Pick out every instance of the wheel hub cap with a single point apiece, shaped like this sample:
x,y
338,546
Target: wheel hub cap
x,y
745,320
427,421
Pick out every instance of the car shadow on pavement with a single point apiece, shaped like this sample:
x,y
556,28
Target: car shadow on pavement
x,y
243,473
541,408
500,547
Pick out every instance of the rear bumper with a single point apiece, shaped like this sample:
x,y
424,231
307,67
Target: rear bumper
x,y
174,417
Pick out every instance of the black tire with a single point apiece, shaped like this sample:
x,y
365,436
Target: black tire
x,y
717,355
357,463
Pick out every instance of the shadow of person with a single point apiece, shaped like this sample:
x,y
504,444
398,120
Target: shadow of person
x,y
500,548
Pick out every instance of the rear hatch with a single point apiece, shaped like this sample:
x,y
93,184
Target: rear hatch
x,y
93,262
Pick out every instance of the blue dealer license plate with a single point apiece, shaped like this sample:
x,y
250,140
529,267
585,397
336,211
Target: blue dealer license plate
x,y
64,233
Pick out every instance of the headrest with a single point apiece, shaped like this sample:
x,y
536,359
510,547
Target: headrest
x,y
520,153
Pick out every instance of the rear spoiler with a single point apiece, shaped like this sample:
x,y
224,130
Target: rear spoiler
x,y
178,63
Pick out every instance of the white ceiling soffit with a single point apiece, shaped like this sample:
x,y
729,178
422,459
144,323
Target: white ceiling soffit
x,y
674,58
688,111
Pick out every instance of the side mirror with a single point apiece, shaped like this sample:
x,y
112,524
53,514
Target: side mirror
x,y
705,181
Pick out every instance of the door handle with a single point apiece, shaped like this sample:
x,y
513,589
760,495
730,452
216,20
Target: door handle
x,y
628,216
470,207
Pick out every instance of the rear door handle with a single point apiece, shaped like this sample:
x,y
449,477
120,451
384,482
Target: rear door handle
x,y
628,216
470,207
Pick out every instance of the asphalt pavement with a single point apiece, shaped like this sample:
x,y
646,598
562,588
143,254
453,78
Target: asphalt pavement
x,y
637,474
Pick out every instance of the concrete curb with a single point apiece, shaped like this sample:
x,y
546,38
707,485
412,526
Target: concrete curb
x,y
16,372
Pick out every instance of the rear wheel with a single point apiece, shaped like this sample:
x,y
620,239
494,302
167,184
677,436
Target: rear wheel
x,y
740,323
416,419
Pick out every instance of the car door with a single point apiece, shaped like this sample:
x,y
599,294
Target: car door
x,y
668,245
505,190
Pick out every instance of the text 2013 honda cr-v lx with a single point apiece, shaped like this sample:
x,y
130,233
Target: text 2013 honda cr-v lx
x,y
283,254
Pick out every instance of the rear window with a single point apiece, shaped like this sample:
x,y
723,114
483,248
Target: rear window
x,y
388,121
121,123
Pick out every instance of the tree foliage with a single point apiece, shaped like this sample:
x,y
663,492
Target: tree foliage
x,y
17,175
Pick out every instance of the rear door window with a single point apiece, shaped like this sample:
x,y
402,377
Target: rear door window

Set problem: Please repeat every row above word for word, leaving nothing out and changing nothing.

Solution:
Pick out every instance of the wheel hub cap with a single point apiece, shaped like this sample:
x,y
338,546
Target: wheel hub cap
x,y
745,320
427,421
Pick out every instance of the car shadow on pavement with a single point apiece, shaped like this sample:
x,y
556,28
Target: car shadow on pavement
x,y
243,473
541,408
500,547
Pick out every instance of the rear bumper with a single point apiece, shaped like this sample:
x,y
424,231
307,67
Target: rear bumper
x,y
174,417
Pick out every instance of the black tire with a single point apiece, shaped like this sample:
x,y
365,436
Target: black tire
x,y
717,355
357,463
Pick out every instance of the shadow of person with a single point apiece, shaped like this sample:
x,y
504,444
398,120
Target: shadow of person
x,y
500,548
Pick out every instance of the rear hatch with a single point apiece, shaped like this sample:
x,y
93,184
Target: rear hatch
x,y
93,262
Pick out every instance of the blue dealer license plate with a single point apiece, shaped like this sample:
x,y
250,140
529,267
585,397
336,211
Target: blue dealer license plate
x,y
64,233
Pick out every instance of the headrest with a single point apiece, shaped like this sample:
x,y
536,359
510,547
Target: headrest
x,y
520,153
Pick out every instance of the rear spoiler with a single point apiece, shaped like this sample:
x,y
224,130
Target: rear spoiler
x,y
178,63
Pick out every instance of the white ceiling soffit with a single point apiece, shaped like this sample:
x,y
729,178
422,459
144,323
Target: white ceiling soffit
x,y
674,58
688,111
Pick out every instance of the side mirror with a single point apiece, shaped like this sample:
x,y
112,524
53,514
Target: side mirror
x,y
705,181
Pick out every instance of the door handle with a single point apiece, shaped like this sample:
x,y
513,589
760,495
730,452
216,20
Target: door handle
x,y
628,216
470,207
Pick out every instance of the rear door handle with a single point apiece, shaped like this sample:
x,y
449,477
120,451
384,482
Target: rear door handle
x,y
628,216
470,207
Pick out every instance of the asphalt pavement with a single point apiece, shaped like this sample:
x,y
646,598
562,588
143,254
453,78
Target: asphalt pavement
x,y
637,474
Pick out every instance of the concrete curb with a single point apiece, shaped like this sample:
x,y
546,38
707,485
412,526
Target: concrete curb
x,y
16,372
Pick out every instance of the rear wheel with a single point apiece, shaped like this sample:
x,y
620,239
494,302
167,184
677,436
Target: rear wheel
x,y
740,323
416,419
Pick out every instance of the car door with a single point apiece, shaped like this sample:
x,y
599,294
Target: car door
x,y
668,245
505,190
Pick out every instance of the text 2013 honda cr-v lx with a single point apiece, shaped like this sample:
x,y
130,233
Target: text 2013 honda cr-v lx
x,y
283,254
Pick out every instance of the rear window with a single point apiece, shaped like this sample:
x,y
723,114
483,248
Target: rear window
x,y
388,121
121,123
Pick out every instance of the tree foliage with a single point apiece, shaped like this sample:
x,y
663,492
Target: tree foliage
x,y
17,175
Pick out every instance of the rear door window with a single point apiece, shaped like this sample:
x,y
402,377
Target: rear door window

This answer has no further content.